-- start EXTRACT TO READ --

Posts tagged ‘Pitching’
I’ve worked on rather a lot of pitches recently, of all shapes and sizes. Since the last couple of agencies I was employed by worked in a fairly similar way, I’d assumed that the pitch process was pretty much the same wherever you worked. It seems not.
I work for two agencies of a similar size. At one the MD’s pitch style is so hands-on he was pulling files together on a mac and had to be talked out of personally showing me how to work the binding machine. At the other, I have yet to meet the MD.
I’ve been into agencies who are really hot on things like copyright and intellectual property statements on pitch docs and ones who have never heard of putting copyright stickers on pitch boards.
Then there’s the agency that gave me a couple of weeks and a decent budget to pull qualitative research together for a big pitch (yay!) – and the one that asked me in to do the insight for a creative pitch response that had already been visualised.
So what I think I’m saying is there’s a lot of ways of approaching a project like a pitch – and perhaps no one way is the right way? Although I hope there won’t be too much retro-fitted, post-creative insight work to do in 2011…
It’s slowly dawning on me that it’s not just the large-ish integrated agencies I used to work for that get seriously messed about in tenders and pitches by clients. Every agency I go into seems to be in the throes of some kind of new business related angst. Take, for example:
- The client’s tender where (despite the ten page tender response document) it was decided on price.
- The client who got a face to face pitch plus written proposal from several very different agencies, but three months in has yet to appoint anyone.
- The client who wanted a strategic, communications-led response to his business issues but also needed to see it as ready-to-artwork creative in the same meeting.
- The client who sent over thirty briefs to their agency, all needing response within a 4 week timeframe.
- The client who didn’t appreciate that they could only choose two of Good, Fast and Cheap.
Which reminds me of this:
More than for any other specialism, the First Client Meeting or New Business Meeting can be particularly challenging for Planners.
Account Handlers can communicate their excellence by being all organised, professional and empathetic. Creatives have their showreel and the option of a ‘challenging’ personal style statement to fall back on. Meanwhile the Account Planners have to first explain what they actually do for a living before they can even get round to convincing the new client that they’re rather good at it and will take good care of his or her brand.
I’ve had one new business prospect tell me mid pitch that all my insight slides were wrong as that’s not what the last customer focus group he watched said. At another pitch I resorted in the end to getting my portfolio of past work out to prove my credentials to a sceptical client.

-- end EXTRACT TO READ --

## SHORT TASK 1
Show every line of the records that contains the word "ramp". Case counts.

-- start DATA FOR PROCESSING --

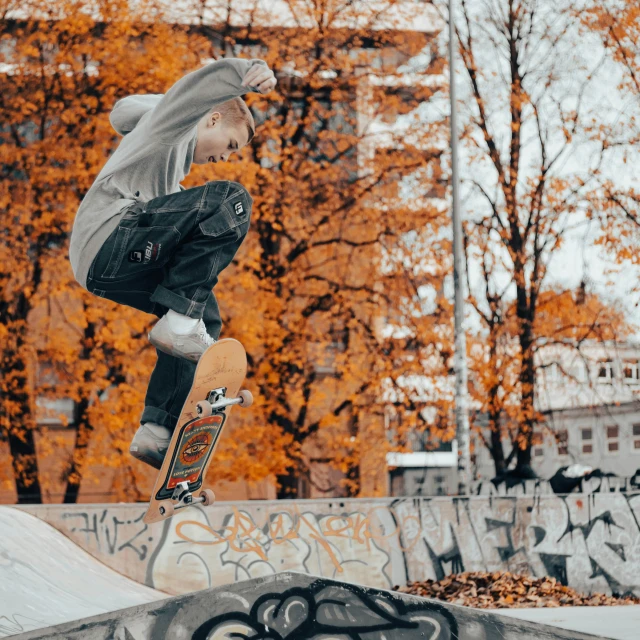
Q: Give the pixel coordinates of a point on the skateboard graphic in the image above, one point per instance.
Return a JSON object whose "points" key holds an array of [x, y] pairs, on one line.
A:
{"points": [[215, 389]]}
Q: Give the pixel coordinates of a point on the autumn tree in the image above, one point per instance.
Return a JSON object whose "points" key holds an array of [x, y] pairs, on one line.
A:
{"points": [[531, 179], [324, 268], [308, 291]]}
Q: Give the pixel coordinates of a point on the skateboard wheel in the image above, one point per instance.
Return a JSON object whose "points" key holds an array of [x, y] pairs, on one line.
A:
{"points": [[208, 497], [203, 408], [247, 397]]}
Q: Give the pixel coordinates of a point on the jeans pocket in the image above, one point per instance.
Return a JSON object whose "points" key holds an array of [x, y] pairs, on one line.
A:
{"points": [[233, 216], [135, 250]]}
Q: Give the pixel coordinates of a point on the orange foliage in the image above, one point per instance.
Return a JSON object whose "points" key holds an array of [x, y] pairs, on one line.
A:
{"points": [[304, 294]]}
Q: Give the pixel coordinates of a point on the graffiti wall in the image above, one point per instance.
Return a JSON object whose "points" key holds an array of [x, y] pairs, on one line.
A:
{"points": [[591, 542], [296, 607]]}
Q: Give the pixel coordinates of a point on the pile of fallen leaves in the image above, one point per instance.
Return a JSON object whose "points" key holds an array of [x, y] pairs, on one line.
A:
{"points": [[507, 590]]}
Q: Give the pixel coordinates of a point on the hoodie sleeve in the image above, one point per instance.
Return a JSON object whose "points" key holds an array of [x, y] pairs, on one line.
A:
{"points": [[127, 111], [193, 96]]}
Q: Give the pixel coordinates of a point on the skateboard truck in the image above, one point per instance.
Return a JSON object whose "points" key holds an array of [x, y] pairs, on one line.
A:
{"points": [[182, 497], [217, 401]]}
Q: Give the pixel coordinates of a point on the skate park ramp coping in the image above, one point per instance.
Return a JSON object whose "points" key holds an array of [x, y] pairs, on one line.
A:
{"points": [[46, 579], [296, 606]]}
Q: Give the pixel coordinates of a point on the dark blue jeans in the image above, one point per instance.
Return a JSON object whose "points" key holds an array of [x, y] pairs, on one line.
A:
{"points": [[166, 254]]}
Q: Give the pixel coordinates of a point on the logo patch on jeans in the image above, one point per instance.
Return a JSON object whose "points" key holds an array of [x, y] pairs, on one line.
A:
{"points": [[152, 251]]}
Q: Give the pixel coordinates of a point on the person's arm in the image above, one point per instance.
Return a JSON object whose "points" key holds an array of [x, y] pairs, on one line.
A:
{"points": [[193, 96]]}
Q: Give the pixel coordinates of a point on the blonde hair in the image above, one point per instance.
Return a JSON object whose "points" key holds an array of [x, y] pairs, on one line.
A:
{"points": [[235, 112]]}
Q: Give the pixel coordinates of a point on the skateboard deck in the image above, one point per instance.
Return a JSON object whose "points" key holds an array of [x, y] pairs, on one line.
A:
{"points": [[215, 389]]}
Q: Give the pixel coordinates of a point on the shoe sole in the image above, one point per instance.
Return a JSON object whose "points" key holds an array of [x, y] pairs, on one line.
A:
{"points": [[169, 350], [152, 462]]}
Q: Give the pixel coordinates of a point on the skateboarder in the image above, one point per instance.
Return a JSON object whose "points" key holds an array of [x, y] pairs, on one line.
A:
{"points": [[140, 239]]}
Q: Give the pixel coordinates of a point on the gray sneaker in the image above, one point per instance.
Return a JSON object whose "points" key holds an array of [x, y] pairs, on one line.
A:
{"points": [[182, 345], [150, 443]]}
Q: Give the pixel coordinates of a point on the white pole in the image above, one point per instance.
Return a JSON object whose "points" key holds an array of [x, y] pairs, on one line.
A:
{"points": [[460, 352]]}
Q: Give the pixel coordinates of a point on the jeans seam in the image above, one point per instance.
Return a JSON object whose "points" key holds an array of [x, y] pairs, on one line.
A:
{"points": [[121, 254]]}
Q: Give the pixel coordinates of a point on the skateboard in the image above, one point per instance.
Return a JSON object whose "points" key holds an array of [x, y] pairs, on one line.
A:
{"points": [[215, 389]]}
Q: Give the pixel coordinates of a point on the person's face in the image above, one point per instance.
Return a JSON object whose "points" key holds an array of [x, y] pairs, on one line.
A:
{"points": [[218, 140]]}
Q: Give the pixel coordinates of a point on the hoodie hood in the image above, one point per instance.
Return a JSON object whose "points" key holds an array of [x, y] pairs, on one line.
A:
{"points": [[127, 112]]}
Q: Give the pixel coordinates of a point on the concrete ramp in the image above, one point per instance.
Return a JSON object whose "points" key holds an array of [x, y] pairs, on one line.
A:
{"points": [[293, 606], [46, 579]]}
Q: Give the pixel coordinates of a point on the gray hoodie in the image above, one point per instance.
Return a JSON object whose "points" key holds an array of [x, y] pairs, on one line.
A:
{"points": [[155, 154]]}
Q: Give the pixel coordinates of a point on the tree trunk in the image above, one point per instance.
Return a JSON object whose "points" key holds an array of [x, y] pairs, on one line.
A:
{"points": [[288, 485], [25, 466], [76, 468], [496, 449], [83, 429], [527, 384]]}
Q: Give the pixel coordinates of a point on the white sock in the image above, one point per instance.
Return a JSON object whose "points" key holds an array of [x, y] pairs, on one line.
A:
{"points": [[181, 324]]}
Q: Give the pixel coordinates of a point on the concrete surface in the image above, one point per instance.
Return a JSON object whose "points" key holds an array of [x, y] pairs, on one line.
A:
{"points": [[294, 606], [46, 579], [589, 542], [620, 623]]}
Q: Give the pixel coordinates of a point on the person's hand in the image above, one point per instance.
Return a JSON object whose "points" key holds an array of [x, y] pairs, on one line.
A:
{"points": [[260, 78]]}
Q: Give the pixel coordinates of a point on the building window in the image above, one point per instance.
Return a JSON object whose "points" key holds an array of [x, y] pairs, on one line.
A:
{"points": [[613, 439], [636, 437], [562, 439], [605, 371], [632, 372], [587, 440], [537, 443]]}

-- end DATA FOR PROCESSING --

## SHORT TASK 2
Answer these questions from the pitching post:
(a) How many briefs did one client send to their agency, and within what timeframe did they all need a response?
(b) What did the author bring out at one pitch to prove their credentials?
(c) What two things do Creatives have to fall back on?

## COMPLETE RESPONSE 1
Q: Give the pixel coordinates of a point on the skate park ramp coping in the image above, one point per instance.
Q: Give the pixel coordinates of a point on the concrete ramp in the image above, one point per instance.

## COMPLETE RESPONSE 2
(a) Over thirty briefs, all needing a response within a 4 week timeframe.
(b) A portfolio of past work.
(c) Their showreel and the option of a 'challenging' personal style statement.